(ESERCIZI)
1. Ricopia parola per parola il testo sull'uomo di fede, da "Dio è metafisica" giù fino a "di una universalità.".
2. Rispondi a queste domande sul testo sull'uomo di fede:
(a) Che cosa diventa l'uomo solitario della fede?
(b) A chi appartiene la parola della profezia?
(c) Con che cosa coincide sempre l'"essere", come ebbe a dire Dostoevskij?

(TESTO DI RIFERIMENTO)
= = =

Dio è metafisica dell’essere. Un dato centrale all’interno dell’uomo di fede in cui persiste l’umanità come “essere umanità” e l’essere umano come “comunità” dentro la propria coscienza. Temi importanti in cui rientra la dialettica biblica che ci fa comprendere come esista un uomo maiestatico e come esista l’uomo solitario della fede che diventa l’uomo dell’obbedienza nei confronti di Dio. Quando si diventa “uomo obbediente” nei confronti di Dio, questo uomo è il solitario della fede e quindi si allontana da una visione in cui dimorano le ragioni e dominano le essenze di una universalità.
Questioni molto forti che ci riportano alla costante dell’uomo di fede come il solitario, il viandante orante verso il legame stretto tra la profezia e la preghiera, perché la parola della profezia  appartiene a Dio. La parola della preghiera appartiene all’uomo ma guarda con forza a Dio. Ritorno sul concetto di visione (ossia il concetto metaforico della luce, dell’attraversamento oltre) per giungere a quella visione che rappresenta l’elevatezza della dimensione dell’assoluto.
Dobbiamo entrare in quella esperienza profonda e unica che è l’esperienza dell’”essere”, inteso come unicità della propria esistenza, della propria vita. Una esperienza molto distante dalla visione filosofica di Cartesio e di Kant perché “essere” e “pensare” non sono la stessa cosa. “Essere” non coincide mai con la sofferenza, come disse Schopenhauer, ma coincide sempre con il sottosuolo dell’anima, come ebbe a dire Dostoevskij. E questo sottosuolo dell’anima è, appunto, il processo mistico-sacrale in cui la coscienza diviene conoscenza di sé e diventa, in questo senso, la funzione che ha la bellezza.

= = =

(Voci di dati raccolte)

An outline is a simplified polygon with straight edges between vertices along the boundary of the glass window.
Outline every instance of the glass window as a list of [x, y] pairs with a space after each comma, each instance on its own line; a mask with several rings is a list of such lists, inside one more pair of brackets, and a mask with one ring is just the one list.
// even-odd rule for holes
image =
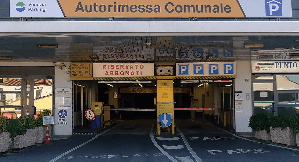
[[295, 104], [295, 93], [278, 93], [279, 104]]
[[273, 83], [254, 83], [254, 113], [273, 115], [271, 105], [274, 103]]
[[254, 76], [253, 78], [255, 79], [273, 79], [273, 76]]
[[22, 82], [21, 78], [3, 78], [3, 83], [0, 84], [0, 92], [21, 91]]
[[276, 86], [279, 90], [299, 90], [299, 75], [276, 75]]
[[278, 115], [292, 116], [299, 113], [299, 107], [278, 107], [277, 108]]
[[21, 106], [21, 93], [0, 92], [0, 106]]

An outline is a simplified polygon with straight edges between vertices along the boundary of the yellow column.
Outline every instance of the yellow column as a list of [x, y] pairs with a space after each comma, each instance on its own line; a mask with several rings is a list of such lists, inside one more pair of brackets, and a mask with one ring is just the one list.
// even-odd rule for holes
[[173, 115], [173, 80], [157, 80], [157, 121], [158, 134], [160, 134], [160, 124], [158, 121], [160, 115], [167, 113], [170, 115], [172, 118], [171, 134], [174, 134], [174, 117]]

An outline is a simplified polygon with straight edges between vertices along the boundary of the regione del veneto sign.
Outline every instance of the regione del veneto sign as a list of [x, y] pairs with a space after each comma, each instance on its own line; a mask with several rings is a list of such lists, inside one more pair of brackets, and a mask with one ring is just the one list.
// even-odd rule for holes
[[291, 0], [10, 0], [10, 13], [11, 17], [292, 17]]
[[94, 77], [153, 76], [153, 63], [94, 63]]

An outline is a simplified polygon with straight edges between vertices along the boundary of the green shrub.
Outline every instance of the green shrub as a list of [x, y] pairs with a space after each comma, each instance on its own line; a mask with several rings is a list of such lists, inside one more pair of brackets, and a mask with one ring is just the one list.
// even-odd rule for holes
[[33, 116], [28, 115], [21, 116], [16, 120], [20, 124], [25, 126], [26, 129], [34, 128], [36, 127], [36, 121]]
[[16, 119], [14, 121], [11, 121], [9, 124], [7, 124], [6, 129], [10, 133], [10, 138], [12, 139], [17, 135], [24, 135], [27, 131], [25, 126], [20, 124]]
[[299, 133], [299, 114], [292, 116], [290, 127], [294, 131], [295, 134]]
[[249, 117], [248, 126], [254, 131], [265, 130], [270, 132], [270, 117], [268, 114], [257, 113]]
[[288, 115], [278, 115], [271, 116], [270, 119], [270, 125], [273, 128], [281, 127], [284, 130], [287, 126], [290, 126], [292, 117]]
[[41, 113], [39, 113], [37, 118], [36, 119], [36, 126], [41, 126], [43, 125], [44, 116], [50, 115], [51, 111], [48, 109], [45, 109]]
[[8, 118], [6, 116], [0, 116], [0, 133], [7, 132], [6, 123], [8, 121]]

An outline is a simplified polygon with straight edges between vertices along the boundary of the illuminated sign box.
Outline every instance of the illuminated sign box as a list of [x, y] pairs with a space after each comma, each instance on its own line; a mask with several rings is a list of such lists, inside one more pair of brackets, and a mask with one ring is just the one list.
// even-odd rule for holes
[[11, 0], [12, 17], [292, 17], [291, 0]]

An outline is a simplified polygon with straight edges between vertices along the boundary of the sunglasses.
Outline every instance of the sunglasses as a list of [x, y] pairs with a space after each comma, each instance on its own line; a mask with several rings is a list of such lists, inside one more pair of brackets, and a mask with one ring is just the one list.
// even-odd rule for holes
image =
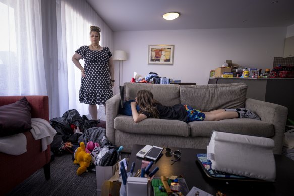
[[174, 157], [175, 158], [177, 158], [177, 159], [175, 159], [175, 160], [173, 160], [173, 159], [171, 160], [172, 161], [173, 161], [173, 163], [172, 163], [171, 164], [171, 165], [173, 165], [177, 161], [179, 161], [179, 160], [181, 158], [181, 156], [182, 156], [182, 154], [181, 154], [181, 152], [180, 152], [180, 151], [179, 151], [178, 150], [173, 151], [172, 151], [172, 150], [171, 150], [171, 149], [170, 148], [165, 147], [165, 151], [166, 151], [166, 153], [165, 153], [165, 155], [167, 157], [170, 156], [168, 156], [168, 155], [173, 154], [174, 155]]

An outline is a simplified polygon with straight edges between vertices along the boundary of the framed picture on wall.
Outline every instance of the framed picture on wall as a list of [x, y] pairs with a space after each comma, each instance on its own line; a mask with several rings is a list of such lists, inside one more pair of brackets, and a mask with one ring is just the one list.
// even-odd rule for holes
[[149, 45], [148, 64], [173, 64], [174, 45]]

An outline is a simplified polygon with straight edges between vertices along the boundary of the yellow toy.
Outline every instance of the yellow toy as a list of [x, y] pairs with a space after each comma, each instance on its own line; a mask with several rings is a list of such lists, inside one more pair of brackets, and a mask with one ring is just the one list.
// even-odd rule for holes
[[77, 174], [81, 175], [85, 172], [87, 168], [90, 165], [92, 158], [90, 154], [86, 153], [85, 151], [85, 144], [83, 142], [80, 143], [80, 147], [77, 149], [75, 154], [75, 160], [74, 164], [80, 164], [80, 167], [77, 170]]

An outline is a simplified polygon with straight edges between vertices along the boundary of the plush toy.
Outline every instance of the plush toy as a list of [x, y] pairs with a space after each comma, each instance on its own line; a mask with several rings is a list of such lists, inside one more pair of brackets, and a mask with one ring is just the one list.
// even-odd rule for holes
[[90, 165], [92, 158], [90, 154], [86, 153], [85, 151], [85, 144], [83, 142], [80, 143], [80, 147], [77, 149], [75, 154], [75, 160], [74, 164], [80, 164], [80, 167], [77, 170], [77, 174], [81, 175], [85, 172], [87, 168]]
[[95, 146], [100, 147], [100, 145], [97, 142], [93, 142], [92, 141], [89, 141], [87, 143], [87, 145], [86, 145], [86, 152], [87, 153], [90, 153], [93, 151], [93, 150], [95, 148]]

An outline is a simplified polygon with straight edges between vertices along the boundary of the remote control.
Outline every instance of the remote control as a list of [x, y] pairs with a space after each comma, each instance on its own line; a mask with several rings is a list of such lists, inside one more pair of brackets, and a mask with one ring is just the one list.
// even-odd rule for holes
[[139, 151], [136, 155], [137, 157], [141, 157], [141, 158], [145, 158], [145, 156], [149, 152], [150, 149], [152, 148], [152, 146], [147, 145], [144, 147], [143, 148], [141, 149], [140, 151]]

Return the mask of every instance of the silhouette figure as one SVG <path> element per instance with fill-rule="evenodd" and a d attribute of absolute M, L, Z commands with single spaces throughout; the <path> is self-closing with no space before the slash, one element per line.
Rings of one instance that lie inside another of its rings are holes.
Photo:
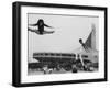
<path fill-rule="evenodd" d="M 81 46 L 86 52 L 89 52 L 89 47 L 82 42 L 82 38 L 79 38 L 79 43 L 81 44 Z"/>
<path fill-rule="evenodd" d="M 37 23 L 30 24 L 30 25 L 31 26 L 37 26 L 38 30 L 31 30 L 31 29 L 28 29 L 28 30 L 31 31 L 31 32 L 35 32 L 36 34 L 40 34 L 40 35 L 54 33 L 54 31 L 45 31 L 44 30 L 44 26 L 51 27 L 51 29 L 53 29 L 53 27 L 52 26 L 48 26 L 47 24 L 45 24 L 43 19 L 40 19 L 37 21 Z"/>

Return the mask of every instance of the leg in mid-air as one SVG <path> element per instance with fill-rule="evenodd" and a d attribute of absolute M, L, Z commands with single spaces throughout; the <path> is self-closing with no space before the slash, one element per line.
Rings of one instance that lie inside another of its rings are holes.
<path fill-rule="evenodd" d="M 28 31 L 31 31 L 31 32 L 34 32 L 34 33 L 40 34 L 38 30 L 31 30 L 31 29 L 28 29 Z"/>

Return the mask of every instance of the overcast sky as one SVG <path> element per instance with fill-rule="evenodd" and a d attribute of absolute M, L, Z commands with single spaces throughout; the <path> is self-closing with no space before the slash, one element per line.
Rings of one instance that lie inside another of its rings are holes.
<path fill-rule="evenodd" d="M 34 52 L 58 52 L 74 53 L 80 47 L 79 38 L 84 42 L 91 32 L 91 25 L 96 25 L 96 47 L 98 48 L 98 18 L 76 15 L 53 15 L 53 14 L 29 14 L 29 24 L 34 24 L 38 19 L 54 29 L 45 27 L 45 31 L 55 31 L 53 34 L 38 35 L 29 32 L 29 57 Z M 37 29 L 29 26 L 31 29 Z"/>

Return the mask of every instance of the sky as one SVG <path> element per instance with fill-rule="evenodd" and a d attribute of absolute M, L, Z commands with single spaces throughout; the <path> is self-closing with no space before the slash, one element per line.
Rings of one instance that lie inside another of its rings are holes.
<path fill-rule="evenodd" d="M 29 13 L 28 24 L 37 23 L 38 19 L 43 19 L 45 24 L 54 27 L 45 27 L 45 31 L 55 32 L 44 35 L 28 32 L 30 58 L 35 52 L 74 53 L 75 49 L 81 46 L 79 38 L 82 38 L 84 42 L 87 40 L 92 30 L 92 24 L 96 26 L 96 48 L 98 49 L 98 16 Z M 37 30 L 37 26 L 29 27 Z"/>

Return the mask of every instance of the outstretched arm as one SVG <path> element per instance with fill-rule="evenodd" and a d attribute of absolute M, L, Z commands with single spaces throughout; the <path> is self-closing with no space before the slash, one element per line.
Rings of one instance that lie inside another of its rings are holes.
<path fill-rule="evenodd" d="M 30 26 L 36 26 L 37 25 L 37 23 L 35 23 L 35 24 L 29 24 Z"/>
<path fill-rule="evenodd" d="M 53 29 L 52 26 L 48 26 L 47 24 L 44 24 L 44 26 Z"/>
<path fill-rule="evenodd" d="M 35 30 L 28 29 L 28 31 L 35 32 Z"/>

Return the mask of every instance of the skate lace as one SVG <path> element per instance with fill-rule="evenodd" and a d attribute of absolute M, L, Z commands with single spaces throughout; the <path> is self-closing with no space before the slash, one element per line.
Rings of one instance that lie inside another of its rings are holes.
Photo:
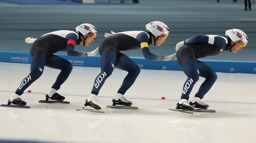
<path fill-rule="evenodd" d="M 91 100 L 91 102 L 95 104 L 95 103 L 98 103 L 98 101 L 99 101 L 99 100 L 98 99 L 93 99 L 92 100 Z"/>
<path fill-rule="evenodd" d="M 120 100 L 121 100 L 121 101 L 130 101 L 127 100 L 127 99 L 126 99 L 125 97 L 123 96 L 122 96 L 122 97 L 120 97 L 119 98 L 119 99 L 120 99 Z"/>

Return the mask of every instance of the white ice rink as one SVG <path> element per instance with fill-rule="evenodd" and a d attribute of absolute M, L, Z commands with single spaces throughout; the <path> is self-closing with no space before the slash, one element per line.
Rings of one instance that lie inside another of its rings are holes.
<path fill-rule="evenodd" d="M 0 104 L 7 103 L 30 64 L 0 63 Z M 180 99 L 182 71 L 142 70 L 125 96 L 137 110 L 106 108 L 126 73 L 115 69 L 98 95 L 104 113 L 84 107 L 99 68 L 74 67 L 58 91 L 69 104 L 38 103 L 60 71 L 46 67 L 21 97 L 30 109 L 0 107 L 0 140 L 64 143 L 255 143 L 256 74 L 217 73 L 202 100 L 216 112 L 195 115 L 168 110 Z M 190 94 L 197 92 L 200 77 Z M 32 91 L 31 93 L 27 91 Z M 162 100 L 165 97 L 165 100 Z M 90 108 L 89 107 L 88 108 Z M 4 142 L 0 142 L 3 143 Z"/>

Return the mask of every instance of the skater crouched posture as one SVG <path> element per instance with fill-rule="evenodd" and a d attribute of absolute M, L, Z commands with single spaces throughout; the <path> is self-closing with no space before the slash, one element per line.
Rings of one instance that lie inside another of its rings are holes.
<path fill-rule="evenodd" d="M 76 28 L 76 32 L 60 30 L 46 34 L 38 39 L 27 38 L 27 43 L 33 43 L 30 48 L 32 57 L 30 73 L 22 80 L 15 92 L 8 101 L 8 104 L 26 105 L 26 103 L 20 98 L 24 90 L 42 75 L 44 66 L 59 70 L 61 72 L 55 82 L 46 95 L 49 99 L 62 101 L 65 97 L 56 91 L 66 80 L 73 69 L 71 63 L 53 54 L 67 51 L 68 55 L 75 57 L 93 56 L 98 53 L 98 48 L 90 52 L 79 52 L 74 50 L 75 46 L 83 45 L 88 46 L 93 42 L 97 30 L 92 25 L 84 24 Z"/>
<path fill-rule="evenodd" d="M 177 61 L 187 79 L 185 82 L 181 100 L 177 109 L 194 111 L 195 108 L 207 109 L 209 106 L 201 99 L 210 90 L 217 79 L 216 73 L 210 67 L 198 58 L 219 54 L 229 50 L 234 53 L 245 46 L 248 37 L 245 33 L 237 29 L 226 31 L 227 39 L 218 35 L 197 35 L 178 43 L 176 47 Z M 189 94 L 199 76 L 205 78 L 198 92 L 189 103 Z"/>
<path fill-rule="evenodd" d="M 97 95 L 107 78 L 112 74 L 114 67 L 128 72 L 128 74 L 112 100 L 113 106 L 130 106 L 133 104 L 123 95 L 133 85 L 140 70 L 134 62 L 120 51 L 141 49 L 146 59 L 155 61 L 174 60 L 172 58 L 176 54 L 168 56 L 157 55 L 151 53 L 148 48 L 150 44 L 160 46 L 165 41 L 169 33 L 167 26 L 162 22 L 154 21 L 146 25 L 146 27 L 149 32 L 147 33 L 134 31 L 115 33 L 111 31 L 113 34 L 106 33 L 105 37 L 110 36 L 105 38 L 99 47 L 101 55 L 101 72 L 95 79 L 91 96 L 85 101 L 85 106 L 89 106 L 98 110 L 101 109 Z"/>

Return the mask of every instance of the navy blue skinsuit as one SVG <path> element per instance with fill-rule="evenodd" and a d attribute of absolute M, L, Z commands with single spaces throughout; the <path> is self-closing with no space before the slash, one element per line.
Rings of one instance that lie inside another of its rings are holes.
<path fill-rule="evenodd" d="M 101 71 L 94 80 L 91 93 L 98 95 L 114 67 L 128 72 L 118 93 L 124 94 L 133 85 L 140 70 L 130 58 L 119 52 L 142 49 L 144 57 L 155 61 L 164 61 L 165 57 L 149 52 L 148 45 L 152 43 L 149 35 L 143 31 L 129 31 L 112 34 L 105 38 L 99 47 L 101 54 Z"/>
<path fill-rule="evenodd" d="M 87 56 L 86 52 L 74 50 L 75 45 L 79 45 L 82 40 L 75 32 L 60 30 L 42 36 L 32 44 L 30 53 L 32 57 L 30 72 L 22 80 L 15 93 L 22 94 L 24 91 L 42 75 L 44 66 L 61 70 L 52 88 L 58 90 L 66 80 L 73 67 L 67 60 L 53 54 L 59 51 L 67 51 L 69 56 Z"/>
<path fill-rule="evenodd" d="M 193 87 L 199 76 L 205 78 L 195 97 L 202 99 L 217 79 L 213 70 L 197 59 L 219 55 L 230 46 L 227 39 L 217 35 L 197 35 L 184 41 L 185 45 L 177 51 L 177 61 L 187 79 L 183 89 L 181 99 L 188 100 Z"/>

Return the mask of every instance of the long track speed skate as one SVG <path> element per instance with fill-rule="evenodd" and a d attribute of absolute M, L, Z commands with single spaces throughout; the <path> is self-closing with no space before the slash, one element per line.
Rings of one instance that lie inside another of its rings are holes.
<path fill-rule="evenodd" d="M 46 98 L 45 100 L 39 100 L 38 101 L 40 103 L 60 103 L 60 104 L 69 104 L 70 102 L 69 101 L 64 101 L 63 100 L 65 99 L 65 97 L 61 95 L 58 93 L 55 93 L 51 97 L 48 96 L 48 94 L 45 95 Z"/>
<path fill-rule="evenodd" d="M 13 104 L 13 105 L 11 104 L 11 103 Z M 25 106 L 26 104 L 27 103 L 22 100 L 20 98 L 17 98 L 14 99 L 12 102 L 8 100 L 8 103 L 7 104 L 2 104 L 0 106 L 17 108 L 30 108 L 30 106 Z"/>

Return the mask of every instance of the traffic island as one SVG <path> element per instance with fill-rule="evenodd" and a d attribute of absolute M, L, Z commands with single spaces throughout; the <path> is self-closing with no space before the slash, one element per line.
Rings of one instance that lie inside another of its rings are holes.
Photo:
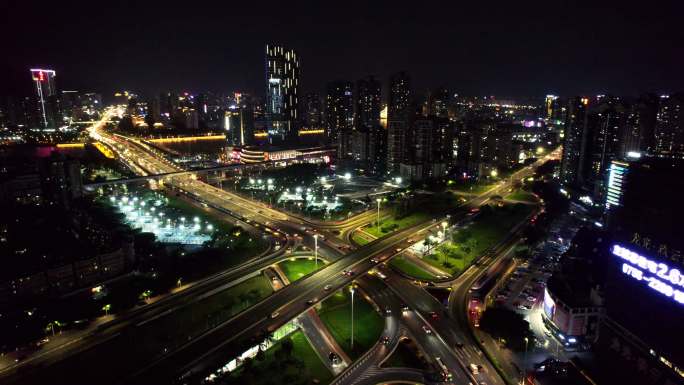
<path fill-rule="evenodd" d="M 429 367 L 418 346 L 409 338 L 401 339 L 392 355 L 381 366 L 383 368 L 412 368 L 418 370 L 424 370 Z"/>
<path fill-rule="evenodd" d="M 320 257 L 316 262 L 314 257 L 298 257 L 290 258 L 286 261 L 278 263 L 283 274 L 290 282 L 306 277 L 314 271 L 325 267 L 327 262 Z M 317 266 L 318 265 L 318 266 Z"/>
<path fill-rule="evenodd" d="M 320 303 L 317 309 L 323 324 L 352 360 L 370 349 L 380 338 L 384 318 L 358 288 L 354 291 L 354 346 L 352 348 L 352 293 L 343 289 Z"/>
<path fill-rule="evenodd" d="M 403 255 L 397 255 L 392 258 L 389 265 L 397 270 L 400 274 L 409 278 L 414 278 L 420 281 L 434 281 L 437 276 L 423 270 L 420 266 L 412 262 L 409 258 Z"/>
<path fill-rule="evenodd" d="M 333 376 L 301 330 L 292 333 L 254 358 L 246 359 L 220 384 L 328 384 Z"/>
<path fill-rule="evenodd" d="M 505 238 L 533 210 L 534 206 L 523 204 L 484 206 L 471 225 L 456 230 L 450 240 L 435 246 L 423 260 L 457 276 Z"/>

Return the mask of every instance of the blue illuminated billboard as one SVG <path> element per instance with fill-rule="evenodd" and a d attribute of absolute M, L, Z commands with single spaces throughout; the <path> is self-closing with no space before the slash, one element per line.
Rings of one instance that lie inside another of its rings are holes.
<path fill-rule="evenodd" d="M 684 305 L 684 275 L 679 269 L 617 244 L 611 252 L 623 261 L 623 274 Z"/>

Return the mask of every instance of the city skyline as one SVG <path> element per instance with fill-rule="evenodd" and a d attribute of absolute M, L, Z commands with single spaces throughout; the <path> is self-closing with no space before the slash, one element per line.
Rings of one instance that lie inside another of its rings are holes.
<path fill-rule="evenodd" d="M 18 4 L 9 8 L 31 14 Z M 47 66 L 60 73 L 63 89 L 105 95 L 121 89 L 264 95 L 263 47 L 270 42 L 298 52 L 302 93 L 322 93 L 336 79 L 374 75 L 384 80 L 402 70 L 413 76 L 416 90 L 444 86 L 472 95 L 670 93 L 684 88 L 678 70 L 683 57 L 676 49 L 682 32 L 674 19 L 681 5 L 675 3 L 648 10 L 434 5 L 415 17 L 409 9 L 381 5 L 334 14 L 316 6 L 293 7 L 278 18 L 248 6 L 231 7 L 228 18 L 221 7 L 210 5 L 182 9 L 182 15 L 180 8 L 137 5 L 131 18 L 124 17 L 125 6 L 83 8 L 64 5 L 32 14 L 38 23 L 23 17 L 4 23 L 6 33 L 16 38 L 9 46 L 13 60 L 0 71 L 3 93 L 28 94 L 21 79 L 25 69 Z M 76 11 L 82 14 L 78 20 L 61 23 Z M 96 18 L 95 12 L 114 17 Z M 202 21 L 202 28 L 189 27 L 195 21 Z M 234 32 L 223 32 L 226 24 Z M 63 33 L 48 33 L 55 28 Z M 75 53 L 89 60 L 75 59 Z M 367 57 L 374 59 L 362 59 Z"/>
<path fill-rule="evenodd" d="M 684 385 L 684 5 L 8 1 L 2 384 Z"/>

= = =

(RISPOSTE SCRITTE)
1.
Dio è metafisica dell’essere. Un dato centrale all’interno dell’uomo di fede in cui persiste l’umanità come “essere umanità” e l’essere umano come “comunità” dentro la propria coscienza. Temi importanti in cui rientra la dialettica biblica che ci fa comprendere come esista un uomo maiestatico e come esista l’uomo solitario della fede che diventa l’uomo dell’obbedienza nei confronti di Dio. Quando si diventa “uomo obbediente” nei confronti di Dio, questo uomo è il solitario della fede e quindi si allontana da una visione in cui dimorano le ragioni e dominano le essenze di una universalità.

2.
(a) Diventa l'uomo dell'obbedienza nei confronti di Dio.
(b) Appartiene a Dio.
(c) Con il sottosuolo dell'anima.